**DATASET**:
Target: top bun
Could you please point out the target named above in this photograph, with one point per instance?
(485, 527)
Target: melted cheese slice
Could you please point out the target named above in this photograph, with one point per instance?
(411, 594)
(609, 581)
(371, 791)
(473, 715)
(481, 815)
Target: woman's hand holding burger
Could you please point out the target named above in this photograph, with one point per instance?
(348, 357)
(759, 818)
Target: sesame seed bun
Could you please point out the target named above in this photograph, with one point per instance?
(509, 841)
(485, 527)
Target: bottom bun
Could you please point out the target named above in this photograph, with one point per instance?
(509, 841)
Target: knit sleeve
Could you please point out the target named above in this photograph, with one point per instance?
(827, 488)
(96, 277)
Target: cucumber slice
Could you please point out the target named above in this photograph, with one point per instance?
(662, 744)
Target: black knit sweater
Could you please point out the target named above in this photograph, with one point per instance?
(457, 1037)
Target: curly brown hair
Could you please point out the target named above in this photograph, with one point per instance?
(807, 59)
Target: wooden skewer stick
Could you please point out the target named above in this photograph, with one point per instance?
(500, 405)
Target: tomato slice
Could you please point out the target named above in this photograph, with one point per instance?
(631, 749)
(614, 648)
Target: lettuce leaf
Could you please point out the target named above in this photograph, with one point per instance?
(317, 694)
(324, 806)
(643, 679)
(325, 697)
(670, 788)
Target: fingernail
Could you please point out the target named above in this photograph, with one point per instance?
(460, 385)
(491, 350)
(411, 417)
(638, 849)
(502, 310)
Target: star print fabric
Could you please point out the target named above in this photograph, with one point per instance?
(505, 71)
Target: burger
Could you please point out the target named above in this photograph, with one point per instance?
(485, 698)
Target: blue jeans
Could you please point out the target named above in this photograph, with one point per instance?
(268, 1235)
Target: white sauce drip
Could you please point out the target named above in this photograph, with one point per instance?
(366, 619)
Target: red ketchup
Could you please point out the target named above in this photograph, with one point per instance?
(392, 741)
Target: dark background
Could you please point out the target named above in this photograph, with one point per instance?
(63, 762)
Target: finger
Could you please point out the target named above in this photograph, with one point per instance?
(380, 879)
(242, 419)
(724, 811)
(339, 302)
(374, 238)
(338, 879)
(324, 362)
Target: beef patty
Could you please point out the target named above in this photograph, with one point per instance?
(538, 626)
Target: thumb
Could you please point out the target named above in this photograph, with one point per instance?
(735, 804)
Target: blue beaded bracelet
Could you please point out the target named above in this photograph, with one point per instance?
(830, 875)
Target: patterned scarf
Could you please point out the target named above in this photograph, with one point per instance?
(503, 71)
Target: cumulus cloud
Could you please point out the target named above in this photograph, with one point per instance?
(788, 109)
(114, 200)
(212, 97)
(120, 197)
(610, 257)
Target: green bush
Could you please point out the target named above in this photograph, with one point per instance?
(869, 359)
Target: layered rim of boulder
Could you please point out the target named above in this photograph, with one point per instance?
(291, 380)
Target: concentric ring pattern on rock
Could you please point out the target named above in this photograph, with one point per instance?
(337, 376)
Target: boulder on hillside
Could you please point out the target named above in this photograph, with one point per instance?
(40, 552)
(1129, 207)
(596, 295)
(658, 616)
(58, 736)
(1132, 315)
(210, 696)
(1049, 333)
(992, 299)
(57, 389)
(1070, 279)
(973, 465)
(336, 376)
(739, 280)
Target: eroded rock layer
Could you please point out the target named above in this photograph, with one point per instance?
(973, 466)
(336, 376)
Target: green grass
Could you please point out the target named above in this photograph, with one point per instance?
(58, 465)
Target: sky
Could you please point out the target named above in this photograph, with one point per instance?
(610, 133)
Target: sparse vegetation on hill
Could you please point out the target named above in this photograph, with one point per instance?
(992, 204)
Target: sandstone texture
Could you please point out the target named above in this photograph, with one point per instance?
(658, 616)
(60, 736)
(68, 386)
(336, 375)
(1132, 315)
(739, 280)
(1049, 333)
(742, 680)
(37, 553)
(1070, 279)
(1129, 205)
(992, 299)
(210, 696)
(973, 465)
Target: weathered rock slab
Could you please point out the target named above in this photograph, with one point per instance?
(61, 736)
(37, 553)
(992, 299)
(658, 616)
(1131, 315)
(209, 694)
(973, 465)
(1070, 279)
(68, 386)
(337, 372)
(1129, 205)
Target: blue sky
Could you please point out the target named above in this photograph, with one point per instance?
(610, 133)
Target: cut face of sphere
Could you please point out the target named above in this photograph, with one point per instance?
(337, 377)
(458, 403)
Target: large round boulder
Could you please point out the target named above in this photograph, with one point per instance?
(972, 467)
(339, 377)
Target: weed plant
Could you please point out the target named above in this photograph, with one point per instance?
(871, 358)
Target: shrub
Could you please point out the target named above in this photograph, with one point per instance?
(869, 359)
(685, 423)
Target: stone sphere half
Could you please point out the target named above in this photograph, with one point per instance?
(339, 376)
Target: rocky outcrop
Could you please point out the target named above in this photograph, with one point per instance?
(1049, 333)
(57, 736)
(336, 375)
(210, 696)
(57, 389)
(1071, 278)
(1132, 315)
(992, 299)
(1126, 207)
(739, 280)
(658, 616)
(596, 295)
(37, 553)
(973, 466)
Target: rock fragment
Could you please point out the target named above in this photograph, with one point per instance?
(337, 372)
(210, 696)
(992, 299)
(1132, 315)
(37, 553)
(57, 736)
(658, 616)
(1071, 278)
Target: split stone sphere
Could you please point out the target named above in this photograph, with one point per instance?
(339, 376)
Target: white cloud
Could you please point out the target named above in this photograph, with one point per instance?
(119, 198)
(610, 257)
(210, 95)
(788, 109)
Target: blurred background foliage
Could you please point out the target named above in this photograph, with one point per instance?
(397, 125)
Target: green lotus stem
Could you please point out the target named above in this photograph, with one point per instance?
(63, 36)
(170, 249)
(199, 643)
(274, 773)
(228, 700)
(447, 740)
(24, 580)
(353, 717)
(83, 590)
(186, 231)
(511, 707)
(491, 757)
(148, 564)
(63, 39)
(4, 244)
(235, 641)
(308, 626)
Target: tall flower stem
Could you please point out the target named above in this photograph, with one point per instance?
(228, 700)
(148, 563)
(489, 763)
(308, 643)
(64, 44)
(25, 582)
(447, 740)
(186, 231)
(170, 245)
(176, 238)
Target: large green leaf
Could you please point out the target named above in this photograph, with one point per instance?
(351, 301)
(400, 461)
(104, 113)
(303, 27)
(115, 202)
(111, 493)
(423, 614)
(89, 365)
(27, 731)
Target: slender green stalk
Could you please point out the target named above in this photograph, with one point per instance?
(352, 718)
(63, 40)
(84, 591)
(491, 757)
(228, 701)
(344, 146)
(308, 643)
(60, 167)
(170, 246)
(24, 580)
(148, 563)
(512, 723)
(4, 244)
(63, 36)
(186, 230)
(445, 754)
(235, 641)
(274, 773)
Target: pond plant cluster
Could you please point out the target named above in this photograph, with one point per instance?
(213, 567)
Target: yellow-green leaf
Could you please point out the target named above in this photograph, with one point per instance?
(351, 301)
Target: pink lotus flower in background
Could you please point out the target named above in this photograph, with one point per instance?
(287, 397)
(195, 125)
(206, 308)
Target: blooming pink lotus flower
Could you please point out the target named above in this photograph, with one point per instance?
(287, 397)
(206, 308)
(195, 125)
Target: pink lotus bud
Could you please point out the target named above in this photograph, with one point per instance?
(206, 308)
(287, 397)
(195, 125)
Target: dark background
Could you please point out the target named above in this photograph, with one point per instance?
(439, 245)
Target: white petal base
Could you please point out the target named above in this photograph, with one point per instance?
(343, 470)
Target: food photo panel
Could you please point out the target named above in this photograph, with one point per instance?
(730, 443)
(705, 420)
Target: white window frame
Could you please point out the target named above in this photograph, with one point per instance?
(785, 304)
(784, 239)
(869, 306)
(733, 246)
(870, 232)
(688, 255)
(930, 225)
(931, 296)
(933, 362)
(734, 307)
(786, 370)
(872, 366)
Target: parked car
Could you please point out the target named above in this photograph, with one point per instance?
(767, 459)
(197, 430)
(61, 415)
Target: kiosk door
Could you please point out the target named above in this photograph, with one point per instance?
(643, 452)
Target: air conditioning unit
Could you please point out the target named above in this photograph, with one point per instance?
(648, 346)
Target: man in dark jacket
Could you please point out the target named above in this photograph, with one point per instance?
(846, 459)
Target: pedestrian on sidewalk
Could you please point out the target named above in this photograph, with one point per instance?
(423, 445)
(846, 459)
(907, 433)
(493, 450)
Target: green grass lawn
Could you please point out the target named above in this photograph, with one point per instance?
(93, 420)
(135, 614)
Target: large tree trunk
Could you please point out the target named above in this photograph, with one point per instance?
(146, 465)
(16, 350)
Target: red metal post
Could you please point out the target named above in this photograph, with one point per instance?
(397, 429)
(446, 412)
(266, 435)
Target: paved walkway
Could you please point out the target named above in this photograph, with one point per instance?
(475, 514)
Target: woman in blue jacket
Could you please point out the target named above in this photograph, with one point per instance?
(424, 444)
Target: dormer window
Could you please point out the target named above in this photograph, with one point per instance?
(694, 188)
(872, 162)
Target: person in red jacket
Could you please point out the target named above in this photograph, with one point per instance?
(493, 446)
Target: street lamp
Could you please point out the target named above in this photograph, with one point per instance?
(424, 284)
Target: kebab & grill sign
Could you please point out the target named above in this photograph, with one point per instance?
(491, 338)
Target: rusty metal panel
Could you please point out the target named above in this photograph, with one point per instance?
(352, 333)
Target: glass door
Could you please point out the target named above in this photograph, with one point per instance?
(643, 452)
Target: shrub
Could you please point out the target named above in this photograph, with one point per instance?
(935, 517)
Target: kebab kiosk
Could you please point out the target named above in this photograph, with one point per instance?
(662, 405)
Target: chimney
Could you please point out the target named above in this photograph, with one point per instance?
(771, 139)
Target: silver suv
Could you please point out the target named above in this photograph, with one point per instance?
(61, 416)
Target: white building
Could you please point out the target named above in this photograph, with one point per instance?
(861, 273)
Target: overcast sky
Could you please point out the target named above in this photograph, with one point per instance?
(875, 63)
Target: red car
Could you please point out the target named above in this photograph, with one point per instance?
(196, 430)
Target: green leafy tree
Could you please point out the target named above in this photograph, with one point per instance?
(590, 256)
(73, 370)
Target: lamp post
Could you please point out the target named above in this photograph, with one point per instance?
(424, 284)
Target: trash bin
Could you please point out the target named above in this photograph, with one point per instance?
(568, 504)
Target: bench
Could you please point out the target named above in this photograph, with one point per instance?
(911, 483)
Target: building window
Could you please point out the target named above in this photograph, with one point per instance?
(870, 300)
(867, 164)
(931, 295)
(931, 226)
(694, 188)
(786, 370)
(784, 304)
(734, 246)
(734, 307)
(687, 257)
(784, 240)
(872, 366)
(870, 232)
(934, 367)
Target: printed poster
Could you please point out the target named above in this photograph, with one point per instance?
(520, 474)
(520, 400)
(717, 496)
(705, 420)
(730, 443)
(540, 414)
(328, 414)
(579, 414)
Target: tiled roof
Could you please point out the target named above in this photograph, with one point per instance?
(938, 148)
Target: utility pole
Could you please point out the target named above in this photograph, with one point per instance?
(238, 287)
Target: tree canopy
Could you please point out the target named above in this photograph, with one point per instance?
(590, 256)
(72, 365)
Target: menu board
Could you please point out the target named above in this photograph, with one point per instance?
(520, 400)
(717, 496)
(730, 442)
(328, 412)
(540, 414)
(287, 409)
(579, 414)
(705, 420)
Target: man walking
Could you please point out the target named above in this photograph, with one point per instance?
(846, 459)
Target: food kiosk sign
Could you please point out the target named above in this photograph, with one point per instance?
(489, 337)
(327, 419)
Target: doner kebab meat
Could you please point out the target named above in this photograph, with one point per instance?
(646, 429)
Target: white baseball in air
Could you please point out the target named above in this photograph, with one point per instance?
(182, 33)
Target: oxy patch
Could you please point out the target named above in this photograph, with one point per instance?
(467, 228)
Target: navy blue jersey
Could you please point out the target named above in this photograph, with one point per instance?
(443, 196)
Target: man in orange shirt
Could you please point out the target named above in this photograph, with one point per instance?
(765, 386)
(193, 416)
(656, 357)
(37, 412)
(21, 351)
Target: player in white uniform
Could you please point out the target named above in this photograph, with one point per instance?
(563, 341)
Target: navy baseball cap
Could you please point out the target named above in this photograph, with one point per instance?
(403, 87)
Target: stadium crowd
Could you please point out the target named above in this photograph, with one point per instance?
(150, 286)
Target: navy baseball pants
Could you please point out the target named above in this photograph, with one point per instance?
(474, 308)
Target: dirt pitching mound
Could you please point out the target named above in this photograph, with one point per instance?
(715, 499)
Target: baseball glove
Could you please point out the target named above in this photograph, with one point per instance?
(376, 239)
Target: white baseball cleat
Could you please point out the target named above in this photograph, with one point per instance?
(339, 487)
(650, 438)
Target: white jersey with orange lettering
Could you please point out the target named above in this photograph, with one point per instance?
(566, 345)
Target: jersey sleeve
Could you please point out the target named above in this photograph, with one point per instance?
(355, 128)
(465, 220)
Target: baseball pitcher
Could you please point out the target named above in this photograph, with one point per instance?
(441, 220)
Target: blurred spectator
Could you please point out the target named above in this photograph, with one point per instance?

**REQUIREMENT**:
Repeat word for word every line from the one that holds "Target: doner kebab meat" to the end. Both ends count.

**REPLY**:
Target: doner kebab meat
Could you please point out the target named above in this photograph, with one point per instance?
(646, 429)
Target: white baseball in air
Could you please point out the target named above in this photograph, with one point per instance?
(182, 33)
Target: oxy patch
Could you please point out the target named above in this photograph, with one point per instance?
(467, 228)
Target: navy blue jersey
Could you please point out the target named above in this photograph, with one point per instance?
(443, 196)
Target: man in orange shirt
Could you please point out the target named above in this photograph, with one point per instance?
(765, 386)
(193, 416)
(656, 357)
(37, 412)
(21, 351)
Target: player in white uniform
Could you please point out the target named above in this photograph, with one point per instance?
(563, 341)
Target: navy baseball cap
Could you please point out the target named above in this photograph, with one point per instance?
(403, 87)
Target: stadium crowd
Could you please point out the target named above in this photograph, with one point per instance?
(150, 286)
Target: navy baseball pants
Could you please point out the target named above in this photograph, with one point per instance?
(474, 308)
Target: dirt pitching mound
Could you please point out the target named above in this photograph, with one point per instance?
(715, 499)
Target: baseball glove
Could you please point out the target named above in this photograph, with one point per instance?
(376, 239)
Target: white baseball cleat
Could you please point out the target named above in this photograph, with one point per instance?
(339, 487)
(650, 438)
Target: white jersey with orange lettering
Could you please point out the target named above in this photograph, with one point per instance?
(566, 345)
Target: jersey sleeve
Could you please point out the target named above in this photograph, with one point per instance?
(355, 128)
(465, 220)
Target: baseball pitcher
Could you please point out the target named above in this photograph, with one point per instance?
(441, 220)
Target: blurred spectator
Could you please point out the target named above in this photograph, with one point per instance?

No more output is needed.